Work required> Count how many lines in the items below contain the string "child". Case matters, and your reply should be that number alone.
--- --- ---
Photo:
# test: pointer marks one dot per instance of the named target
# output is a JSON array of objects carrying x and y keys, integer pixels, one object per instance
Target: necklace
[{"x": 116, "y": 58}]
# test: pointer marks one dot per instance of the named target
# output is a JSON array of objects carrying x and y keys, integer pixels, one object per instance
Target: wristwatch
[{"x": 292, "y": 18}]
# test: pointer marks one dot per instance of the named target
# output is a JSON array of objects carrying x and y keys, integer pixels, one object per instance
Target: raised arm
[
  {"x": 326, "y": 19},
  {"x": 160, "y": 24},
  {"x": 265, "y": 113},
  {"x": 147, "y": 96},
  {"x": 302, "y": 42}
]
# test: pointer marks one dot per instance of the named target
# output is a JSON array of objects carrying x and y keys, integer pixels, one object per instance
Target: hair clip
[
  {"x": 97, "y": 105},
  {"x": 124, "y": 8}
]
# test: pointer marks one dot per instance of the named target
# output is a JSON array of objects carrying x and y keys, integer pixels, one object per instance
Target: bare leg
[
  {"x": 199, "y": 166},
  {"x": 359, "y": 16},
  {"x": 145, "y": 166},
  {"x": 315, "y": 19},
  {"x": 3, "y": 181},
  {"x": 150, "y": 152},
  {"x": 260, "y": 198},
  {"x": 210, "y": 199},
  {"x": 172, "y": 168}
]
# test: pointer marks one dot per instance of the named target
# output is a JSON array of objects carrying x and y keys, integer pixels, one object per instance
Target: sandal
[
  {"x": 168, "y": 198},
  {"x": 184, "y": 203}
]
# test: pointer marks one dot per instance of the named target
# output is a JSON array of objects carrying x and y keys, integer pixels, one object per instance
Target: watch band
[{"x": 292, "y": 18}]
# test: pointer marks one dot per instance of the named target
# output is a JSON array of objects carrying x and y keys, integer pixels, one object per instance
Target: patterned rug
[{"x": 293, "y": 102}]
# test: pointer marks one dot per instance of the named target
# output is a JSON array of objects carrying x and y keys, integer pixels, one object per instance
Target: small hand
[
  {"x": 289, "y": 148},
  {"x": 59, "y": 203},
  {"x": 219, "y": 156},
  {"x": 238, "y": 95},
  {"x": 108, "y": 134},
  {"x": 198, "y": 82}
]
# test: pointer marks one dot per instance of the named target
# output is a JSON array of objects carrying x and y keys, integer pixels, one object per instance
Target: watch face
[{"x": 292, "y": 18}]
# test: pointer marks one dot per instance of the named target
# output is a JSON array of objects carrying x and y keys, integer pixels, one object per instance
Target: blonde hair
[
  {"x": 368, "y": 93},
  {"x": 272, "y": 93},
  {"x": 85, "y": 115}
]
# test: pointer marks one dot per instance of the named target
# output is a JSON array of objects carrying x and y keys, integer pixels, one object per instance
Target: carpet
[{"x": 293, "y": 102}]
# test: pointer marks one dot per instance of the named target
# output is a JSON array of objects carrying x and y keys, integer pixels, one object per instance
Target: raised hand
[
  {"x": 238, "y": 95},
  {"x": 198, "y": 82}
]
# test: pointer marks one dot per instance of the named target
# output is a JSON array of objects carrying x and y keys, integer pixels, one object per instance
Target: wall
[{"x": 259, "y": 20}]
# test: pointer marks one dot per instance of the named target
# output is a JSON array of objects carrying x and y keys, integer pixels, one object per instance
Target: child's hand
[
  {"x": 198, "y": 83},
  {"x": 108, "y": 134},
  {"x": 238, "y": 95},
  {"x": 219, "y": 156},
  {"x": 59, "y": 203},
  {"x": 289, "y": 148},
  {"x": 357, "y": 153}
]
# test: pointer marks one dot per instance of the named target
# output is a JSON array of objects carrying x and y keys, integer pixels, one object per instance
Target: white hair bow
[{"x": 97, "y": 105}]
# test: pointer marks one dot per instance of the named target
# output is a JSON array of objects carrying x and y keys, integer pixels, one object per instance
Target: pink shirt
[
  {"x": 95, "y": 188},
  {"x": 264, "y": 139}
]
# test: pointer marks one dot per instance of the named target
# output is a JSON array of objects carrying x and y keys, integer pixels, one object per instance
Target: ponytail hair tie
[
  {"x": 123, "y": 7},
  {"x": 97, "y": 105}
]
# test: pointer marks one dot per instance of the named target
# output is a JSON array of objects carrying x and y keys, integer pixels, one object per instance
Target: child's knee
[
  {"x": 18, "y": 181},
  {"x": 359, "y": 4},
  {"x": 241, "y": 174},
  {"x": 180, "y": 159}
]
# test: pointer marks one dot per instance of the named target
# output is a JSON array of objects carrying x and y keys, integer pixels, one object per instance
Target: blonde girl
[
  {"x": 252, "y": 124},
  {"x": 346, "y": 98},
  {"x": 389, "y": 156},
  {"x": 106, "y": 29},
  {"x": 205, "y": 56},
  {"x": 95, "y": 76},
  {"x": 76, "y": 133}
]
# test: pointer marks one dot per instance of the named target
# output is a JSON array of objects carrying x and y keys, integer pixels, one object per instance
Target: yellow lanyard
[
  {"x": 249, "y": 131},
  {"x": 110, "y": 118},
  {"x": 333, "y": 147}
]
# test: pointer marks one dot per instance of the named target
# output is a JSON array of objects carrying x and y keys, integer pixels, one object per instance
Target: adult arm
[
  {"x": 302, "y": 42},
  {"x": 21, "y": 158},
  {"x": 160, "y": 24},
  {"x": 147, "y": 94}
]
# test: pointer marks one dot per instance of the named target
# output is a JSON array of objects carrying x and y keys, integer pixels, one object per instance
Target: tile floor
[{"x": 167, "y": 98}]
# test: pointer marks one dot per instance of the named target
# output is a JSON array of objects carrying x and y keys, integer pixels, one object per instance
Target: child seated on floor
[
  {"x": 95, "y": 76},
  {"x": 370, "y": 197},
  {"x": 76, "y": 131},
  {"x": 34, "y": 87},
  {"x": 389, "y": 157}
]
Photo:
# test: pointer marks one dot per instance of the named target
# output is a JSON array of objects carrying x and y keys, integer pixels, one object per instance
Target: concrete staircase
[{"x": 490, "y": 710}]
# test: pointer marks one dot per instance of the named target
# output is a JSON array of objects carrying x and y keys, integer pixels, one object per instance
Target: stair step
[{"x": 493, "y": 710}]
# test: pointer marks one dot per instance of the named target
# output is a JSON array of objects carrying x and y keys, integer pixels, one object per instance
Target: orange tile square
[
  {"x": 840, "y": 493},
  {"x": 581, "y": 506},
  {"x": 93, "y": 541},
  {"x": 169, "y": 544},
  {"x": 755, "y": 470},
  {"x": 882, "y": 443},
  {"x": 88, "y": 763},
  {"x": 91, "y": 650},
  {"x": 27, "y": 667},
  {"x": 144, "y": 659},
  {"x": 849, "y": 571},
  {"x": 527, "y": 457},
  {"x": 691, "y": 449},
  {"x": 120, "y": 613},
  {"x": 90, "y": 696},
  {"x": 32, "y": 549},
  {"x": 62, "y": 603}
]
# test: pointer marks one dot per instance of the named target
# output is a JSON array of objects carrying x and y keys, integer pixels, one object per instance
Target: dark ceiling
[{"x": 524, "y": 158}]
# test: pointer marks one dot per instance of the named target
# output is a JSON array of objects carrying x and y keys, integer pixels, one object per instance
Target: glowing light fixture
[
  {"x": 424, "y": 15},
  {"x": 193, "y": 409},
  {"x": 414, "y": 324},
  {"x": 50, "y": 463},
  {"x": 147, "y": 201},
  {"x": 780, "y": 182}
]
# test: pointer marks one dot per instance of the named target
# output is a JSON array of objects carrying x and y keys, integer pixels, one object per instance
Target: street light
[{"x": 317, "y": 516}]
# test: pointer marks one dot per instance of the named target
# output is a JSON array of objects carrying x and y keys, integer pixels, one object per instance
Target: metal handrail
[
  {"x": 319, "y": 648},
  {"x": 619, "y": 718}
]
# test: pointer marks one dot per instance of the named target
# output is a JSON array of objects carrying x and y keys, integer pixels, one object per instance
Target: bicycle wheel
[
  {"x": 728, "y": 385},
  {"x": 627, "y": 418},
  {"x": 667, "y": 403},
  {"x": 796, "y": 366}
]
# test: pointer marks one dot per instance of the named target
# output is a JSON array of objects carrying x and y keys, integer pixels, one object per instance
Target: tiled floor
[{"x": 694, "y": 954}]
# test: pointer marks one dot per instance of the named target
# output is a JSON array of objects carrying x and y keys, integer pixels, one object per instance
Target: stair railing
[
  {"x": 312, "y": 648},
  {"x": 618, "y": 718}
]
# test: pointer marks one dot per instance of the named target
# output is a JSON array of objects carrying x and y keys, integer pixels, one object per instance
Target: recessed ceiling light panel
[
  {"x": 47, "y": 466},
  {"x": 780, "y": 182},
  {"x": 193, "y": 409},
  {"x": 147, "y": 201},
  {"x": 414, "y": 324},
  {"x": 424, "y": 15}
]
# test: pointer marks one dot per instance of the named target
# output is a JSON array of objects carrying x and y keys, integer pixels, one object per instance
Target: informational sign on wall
--- --- ---
Response> 3